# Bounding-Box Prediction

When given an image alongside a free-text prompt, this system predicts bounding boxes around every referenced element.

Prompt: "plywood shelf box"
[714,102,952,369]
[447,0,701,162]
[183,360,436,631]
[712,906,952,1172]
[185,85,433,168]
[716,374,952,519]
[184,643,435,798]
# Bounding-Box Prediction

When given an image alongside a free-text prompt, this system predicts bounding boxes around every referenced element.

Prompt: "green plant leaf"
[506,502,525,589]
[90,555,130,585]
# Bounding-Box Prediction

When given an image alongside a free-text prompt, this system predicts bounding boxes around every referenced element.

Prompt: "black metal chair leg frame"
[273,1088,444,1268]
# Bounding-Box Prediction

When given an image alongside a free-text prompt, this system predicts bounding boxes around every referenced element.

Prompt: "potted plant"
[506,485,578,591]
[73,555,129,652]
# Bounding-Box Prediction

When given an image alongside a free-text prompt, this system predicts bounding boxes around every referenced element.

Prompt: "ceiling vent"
________________________________________
▶ _Requirement_: Please rewrite the lines above as a numbered list, leaving out the blank ones.

▶ _Solution for this task_:
1. # Bounding-Box Prediction
2. When given an image alongside a free-text prompt, this system predicts bounding boxes around every referenced element.
3. Prompt: "plywood shelf box"
4. [714,102,952,369]
5. [447,0,701,162]
6. [183,360,436,631]
7. [712,906,952,1172]
8. [185,85,433,168]
9. [716,374,952,519]
10. [184,643,435,798]
11. # Bounding-Box Prediction
12. When given an image alongside a free-text prompt, this system predicts bounding boxes around every referenced element.
13. Prompt: "green plant leaf"
14. [506,502,525,589]
15. [90,555,130,585]
16. # Bounding-Box Prediction
17. When given an image alongside a free-text prompt, this system predicts bounding boxes around every referenced element.
18. Prompt: "black metal chair leg frame"
19. [273,1088,444,1268]
20. # Bounding-Box Prediction
21. When given an image alongside a free-text prompt, this system predicts bounding boxes around every referenced element.
22. Prompt: "potted plant"
23. [506,485,578,591]
24. [73,555,129,652]
25. # Bounding-Box Prediction
26. When given an image alongside a free-text prompt, this system predicts bounding boxes around every referenced element.
27. Prompt: "ceiling vent"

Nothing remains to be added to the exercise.